| Votre tâche |
Réécrivez sous forme de liste le paragraphe de l'extrait qui commence par « Jennifer est une fan », en conservant ses faits principaux.

| Extrait du texte |

===============

Jennifer est une fan, et quand il la rencontre à un salon du livre elle est particulièrement insistante : Elle veut retrouver ce fameux Concerto dans un prochain livre. Et l'auteur a beau lui expliquer que ça ne sera pas le cas elle continue à insister lourdement. Victime de vandalisme, Salvatore Minni se demande forcément si tout ne serait pas lié.

Passé, présent et futur : Trois choix pour des auteurs qui incarnent leur propre personnage dans des versions légèrement différentes.
Ainsi Vincent Radureau, entré au service des sports de Canal + en 1992, se souvient d'un des premiers matchs qu'il a commenté. Lady Diana était encore en vie, le tunnel sous la Manche toujours en cours. Et ce jour-là à Manchester s'affrontaient les deux équipes de la ville ( City et Chelsea ). Y jouait alors un petit français du nom d'Eric Cantona. Et le journaliste également auteur de deux romans noirs raconte dans une version peut être un peu exagérée comment il a failli arriver en retard en négligeant le décalage horaire ... et en étant poursuivi par des hooligans dont il avait percuté la voiture en oubliant un instant de quel côté on roulait en Angleterre. Pas alléchant dit comme ça mais au final on a un véritable petit thriller.

===============

(Données d'expressions référentielles)
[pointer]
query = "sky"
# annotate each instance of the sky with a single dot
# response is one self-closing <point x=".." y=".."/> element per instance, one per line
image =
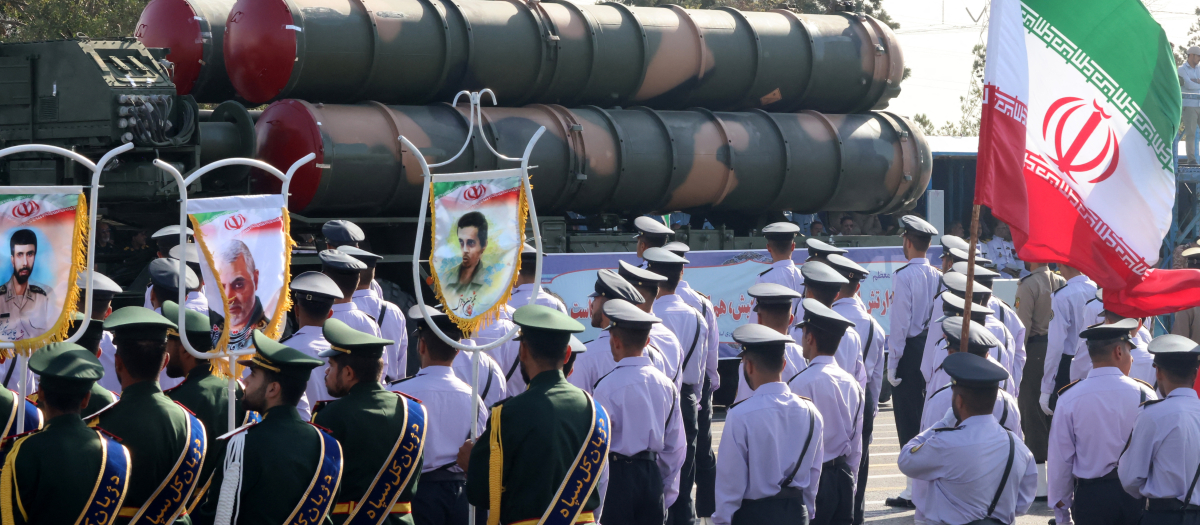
<point x="937" y="36"/>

===============

| Réponse attendue |
- Jennifer, une fan, rencontre l'auteur à un salon du livre.
- Elle se montre particulièrement insistante : elle veut retrouver le fameux Concerto dans un prochain livre.
- L'auteur lui explique que ce ne sera pas le cas, mais elle continue d'insister lourdement.
- Victime de vandalisme, Salvatore Minni se demande si tout cela ne serait pas lié.